» CHALLENGE
Give the lines again exactly, from the one holding "small tree in the photo above." to the last line of the listing below, both ends included and nothing added.

··· EXERCISE MATERIALS

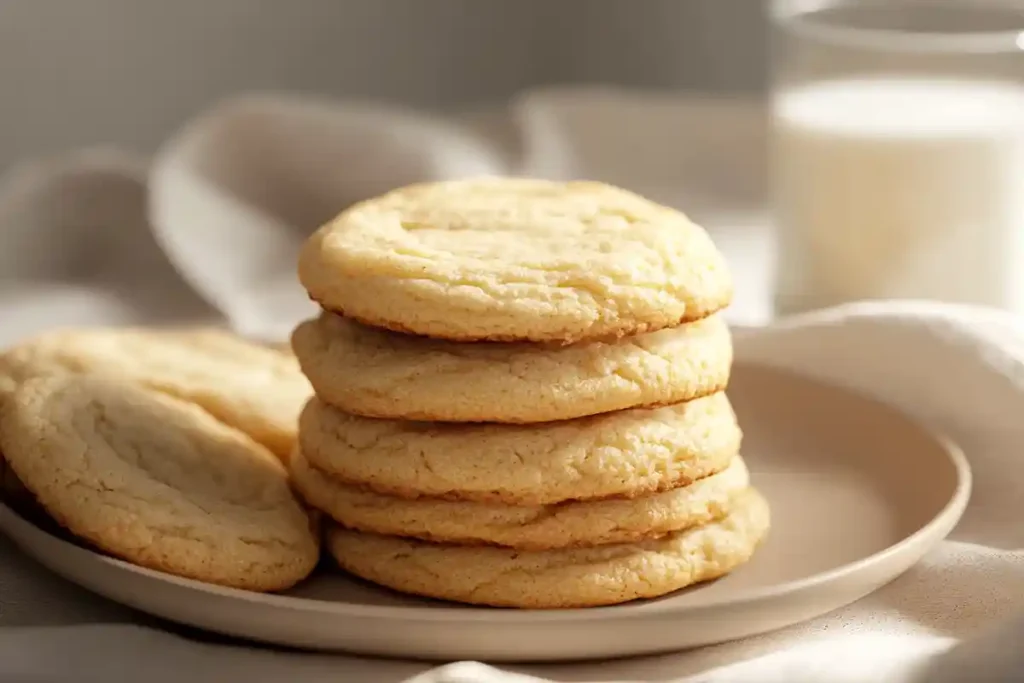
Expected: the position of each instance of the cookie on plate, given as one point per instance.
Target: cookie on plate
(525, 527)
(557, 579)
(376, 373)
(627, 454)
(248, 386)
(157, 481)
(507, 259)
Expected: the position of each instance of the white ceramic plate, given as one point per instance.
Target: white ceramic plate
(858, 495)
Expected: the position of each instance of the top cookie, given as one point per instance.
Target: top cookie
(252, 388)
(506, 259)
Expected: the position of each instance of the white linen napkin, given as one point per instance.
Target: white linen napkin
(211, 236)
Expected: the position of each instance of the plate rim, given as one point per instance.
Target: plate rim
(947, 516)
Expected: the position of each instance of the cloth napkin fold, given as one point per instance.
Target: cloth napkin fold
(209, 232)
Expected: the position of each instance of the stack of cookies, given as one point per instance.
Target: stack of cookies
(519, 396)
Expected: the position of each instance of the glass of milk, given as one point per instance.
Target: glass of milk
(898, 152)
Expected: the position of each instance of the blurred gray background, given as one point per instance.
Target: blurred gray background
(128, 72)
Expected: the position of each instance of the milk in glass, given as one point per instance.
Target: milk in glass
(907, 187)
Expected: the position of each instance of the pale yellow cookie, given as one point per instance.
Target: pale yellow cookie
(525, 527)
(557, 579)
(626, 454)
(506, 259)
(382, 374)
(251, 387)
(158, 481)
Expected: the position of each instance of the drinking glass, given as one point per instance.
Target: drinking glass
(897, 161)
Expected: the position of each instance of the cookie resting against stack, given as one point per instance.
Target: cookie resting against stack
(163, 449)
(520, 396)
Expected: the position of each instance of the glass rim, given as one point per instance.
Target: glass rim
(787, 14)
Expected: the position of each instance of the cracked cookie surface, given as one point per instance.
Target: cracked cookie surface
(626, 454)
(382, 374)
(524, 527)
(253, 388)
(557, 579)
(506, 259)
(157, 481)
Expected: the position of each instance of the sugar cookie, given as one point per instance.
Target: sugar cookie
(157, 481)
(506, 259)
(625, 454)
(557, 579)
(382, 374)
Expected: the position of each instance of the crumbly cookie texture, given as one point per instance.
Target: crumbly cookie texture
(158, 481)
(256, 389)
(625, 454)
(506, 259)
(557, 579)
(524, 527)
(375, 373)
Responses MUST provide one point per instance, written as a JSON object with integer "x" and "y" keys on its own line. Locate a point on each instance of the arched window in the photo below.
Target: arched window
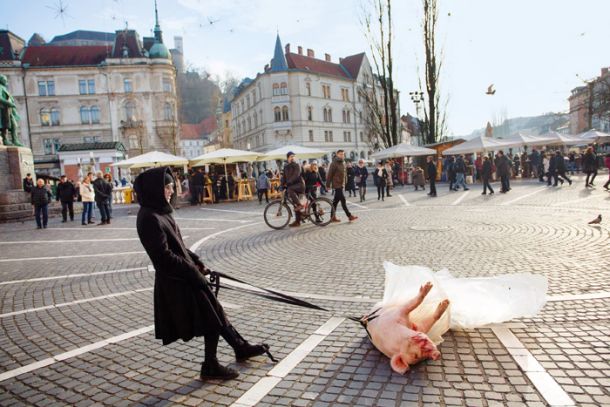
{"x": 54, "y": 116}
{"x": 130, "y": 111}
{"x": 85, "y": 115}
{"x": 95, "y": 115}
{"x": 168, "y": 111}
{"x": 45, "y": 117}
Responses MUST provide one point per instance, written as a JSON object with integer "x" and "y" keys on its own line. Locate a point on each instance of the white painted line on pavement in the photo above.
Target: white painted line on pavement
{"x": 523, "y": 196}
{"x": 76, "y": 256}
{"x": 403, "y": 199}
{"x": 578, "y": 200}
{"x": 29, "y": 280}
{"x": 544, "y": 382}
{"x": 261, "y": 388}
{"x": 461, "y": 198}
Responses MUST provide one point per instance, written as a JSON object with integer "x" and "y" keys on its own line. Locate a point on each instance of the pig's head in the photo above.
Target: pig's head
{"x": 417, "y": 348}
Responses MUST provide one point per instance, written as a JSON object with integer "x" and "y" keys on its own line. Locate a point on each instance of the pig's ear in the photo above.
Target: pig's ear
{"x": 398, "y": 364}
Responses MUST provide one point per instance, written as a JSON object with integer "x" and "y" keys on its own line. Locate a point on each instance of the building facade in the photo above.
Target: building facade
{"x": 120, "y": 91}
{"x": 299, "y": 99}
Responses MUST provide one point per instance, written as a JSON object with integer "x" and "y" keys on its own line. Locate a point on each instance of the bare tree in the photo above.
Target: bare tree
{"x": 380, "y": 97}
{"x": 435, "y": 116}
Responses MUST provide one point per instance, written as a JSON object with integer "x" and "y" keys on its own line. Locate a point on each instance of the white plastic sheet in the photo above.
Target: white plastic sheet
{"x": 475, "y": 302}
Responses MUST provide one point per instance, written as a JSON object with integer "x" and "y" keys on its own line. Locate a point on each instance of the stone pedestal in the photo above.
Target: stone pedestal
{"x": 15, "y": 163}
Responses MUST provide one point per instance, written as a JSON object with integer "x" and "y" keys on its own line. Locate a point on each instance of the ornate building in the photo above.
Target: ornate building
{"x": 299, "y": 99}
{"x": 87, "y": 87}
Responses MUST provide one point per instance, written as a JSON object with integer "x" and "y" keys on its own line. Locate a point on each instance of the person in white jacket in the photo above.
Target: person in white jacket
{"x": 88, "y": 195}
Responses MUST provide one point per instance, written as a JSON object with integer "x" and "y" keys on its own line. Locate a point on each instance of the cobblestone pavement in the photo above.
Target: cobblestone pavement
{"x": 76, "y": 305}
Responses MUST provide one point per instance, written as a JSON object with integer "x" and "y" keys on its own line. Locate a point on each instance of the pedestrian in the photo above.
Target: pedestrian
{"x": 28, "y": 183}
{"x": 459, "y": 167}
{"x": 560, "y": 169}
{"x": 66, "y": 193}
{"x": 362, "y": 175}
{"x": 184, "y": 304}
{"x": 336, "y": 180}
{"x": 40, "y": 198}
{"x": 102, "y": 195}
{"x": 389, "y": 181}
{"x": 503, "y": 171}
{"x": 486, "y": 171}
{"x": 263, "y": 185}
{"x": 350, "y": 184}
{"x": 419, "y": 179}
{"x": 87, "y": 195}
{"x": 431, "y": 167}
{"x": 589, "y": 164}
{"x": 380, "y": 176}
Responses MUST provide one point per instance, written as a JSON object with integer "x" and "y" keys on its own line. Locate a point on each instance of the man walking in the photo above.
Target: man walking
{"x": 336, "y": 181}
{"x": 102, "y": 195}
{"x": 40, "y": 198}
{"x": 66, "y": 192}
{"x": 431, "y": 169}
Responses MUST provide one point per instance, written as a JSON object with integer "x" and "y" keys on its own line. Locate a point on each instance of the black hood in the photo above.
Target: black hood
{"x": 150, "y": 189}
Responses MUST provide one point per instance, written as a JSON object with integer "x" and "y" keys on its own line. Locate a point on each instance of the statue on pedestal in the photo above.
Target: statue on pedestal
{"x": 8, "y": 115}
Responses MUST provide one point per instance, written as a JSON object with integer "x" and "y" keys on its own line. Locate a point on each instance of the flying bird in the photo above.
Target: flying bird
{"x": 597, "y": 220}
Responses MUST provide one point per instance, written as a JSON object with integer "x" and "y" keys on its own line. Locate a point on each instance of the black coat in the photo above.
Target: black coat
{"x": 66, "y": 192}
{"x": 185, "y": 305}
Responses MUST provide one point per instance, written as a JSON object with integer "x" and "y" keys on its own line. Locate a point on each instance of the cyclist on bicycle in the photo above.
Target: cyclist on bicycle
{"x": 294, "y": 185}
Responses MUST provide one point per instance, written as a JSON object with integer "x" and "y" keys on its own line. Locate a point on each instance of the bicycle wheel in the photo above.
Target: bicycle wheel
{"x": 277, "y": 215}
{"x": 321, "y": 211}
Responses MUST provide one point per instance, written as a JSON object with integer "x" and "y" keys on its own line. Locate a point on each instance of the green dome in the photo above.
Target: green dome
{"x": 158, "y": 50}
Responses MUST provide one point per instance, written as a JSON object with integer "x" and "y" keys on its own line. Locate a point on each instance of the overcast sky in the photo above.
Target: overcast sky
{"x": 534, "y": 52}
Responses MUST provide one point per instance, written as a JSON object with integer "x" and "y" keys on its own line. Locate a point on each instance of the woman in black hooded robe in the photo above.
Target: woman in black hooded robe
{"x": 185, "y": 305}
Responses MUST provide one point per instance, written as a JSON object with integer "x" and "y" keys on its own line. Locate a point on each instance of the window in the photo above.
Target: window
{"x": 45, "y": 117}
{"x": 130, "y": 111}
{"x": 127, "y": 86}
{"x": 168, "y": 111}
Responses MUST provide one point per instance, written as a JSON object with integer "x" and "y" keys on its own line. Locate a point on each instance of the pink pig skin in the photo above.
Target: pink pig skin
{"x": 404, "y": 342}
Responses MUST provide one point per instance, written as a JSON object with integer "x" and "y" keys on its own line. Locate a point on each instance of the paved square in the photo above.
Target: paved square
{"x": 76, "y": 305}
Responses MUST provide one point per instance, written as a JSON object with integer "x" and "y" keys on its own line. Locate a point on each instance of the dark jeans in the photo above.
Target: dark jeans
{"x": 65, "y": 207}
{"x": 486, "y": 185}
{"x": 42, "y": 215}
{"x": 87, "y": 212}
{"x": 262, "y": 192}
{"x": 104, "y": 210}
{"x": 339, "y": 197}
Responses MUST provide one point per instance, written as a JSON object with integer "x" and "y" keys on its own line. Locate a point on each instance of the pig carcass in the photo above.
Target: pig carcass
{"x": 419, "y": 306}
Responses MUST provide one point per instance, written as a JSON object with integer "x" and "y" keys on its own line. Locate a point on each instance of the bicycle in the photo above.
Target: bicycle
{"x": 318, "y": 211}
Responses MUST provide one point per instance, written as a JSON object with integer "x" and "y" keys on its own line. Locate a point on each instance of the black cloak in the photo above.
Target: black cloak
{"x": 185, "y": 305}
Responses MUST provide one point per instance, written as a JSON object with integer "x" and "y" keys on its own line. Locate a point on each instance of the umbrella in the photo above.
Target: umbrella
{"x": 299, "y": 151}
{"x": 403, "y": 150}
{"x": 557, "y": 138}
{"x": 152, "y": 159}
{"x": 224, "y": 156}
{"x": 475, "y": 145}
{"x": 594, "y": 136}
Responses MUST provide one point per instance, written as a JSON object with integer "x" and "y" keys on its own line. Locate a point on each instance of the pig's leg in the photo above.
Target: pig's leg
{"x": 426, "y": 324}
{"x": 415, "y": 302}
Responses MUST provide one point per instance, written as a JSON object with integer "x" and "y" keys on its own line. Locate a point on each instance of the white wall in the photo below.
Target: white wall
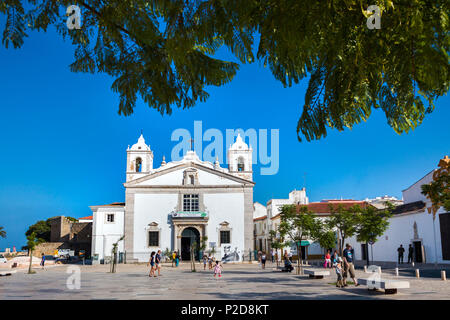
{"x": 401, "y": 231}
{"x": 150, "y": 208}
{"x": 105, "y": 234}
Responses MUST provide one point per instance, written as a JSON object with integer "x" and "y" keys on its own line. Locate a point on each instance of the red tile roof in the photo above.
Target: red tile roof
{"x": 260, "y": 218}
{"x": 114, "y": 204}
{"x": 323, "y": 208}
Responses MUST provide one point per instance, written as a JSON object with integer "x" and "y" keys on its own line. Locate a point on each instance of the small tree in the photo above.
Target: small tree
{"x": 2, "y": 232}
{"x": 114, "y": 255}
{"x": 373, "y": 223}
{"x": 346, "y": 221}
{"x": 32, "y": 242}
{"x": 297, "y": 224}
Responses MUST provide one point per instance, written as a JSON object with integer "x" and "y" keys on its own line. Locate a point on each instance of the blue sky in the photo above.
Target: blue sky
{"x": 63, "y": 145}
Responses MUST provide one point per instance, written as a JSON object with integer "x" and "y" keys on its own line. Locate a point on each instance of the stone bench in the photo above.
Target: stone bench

······

» SOLUTION TO THIS TASK
Responses MUST provide one point per instance, written as a JSON object with integer "x" and "y" keys on its own line. Locate a point on each instance of the small tree in the photo above.
Target: small tree
{"x": 2, "y": 232}
{"x": 114, "y": 255}
{"x": 373, "y": 223}
{"x": 346, "y": 221}
{"x": 32, "y": 242}
{"x": 297, "y": 224}
Responses MUST provide one point per instance, written as a JSON object with integer "x" and "y" keys on its own line. Locate a point on each instance of the blue sky in the photo above.
Target: blue sky
{"x": 63, "y": 145}
Responses MUST provide one point per instance, written as a JSON object with integer "x" and "y" keys on its own line. Locate a point on each instance of the stone bench in the photo above.
Target: stone bench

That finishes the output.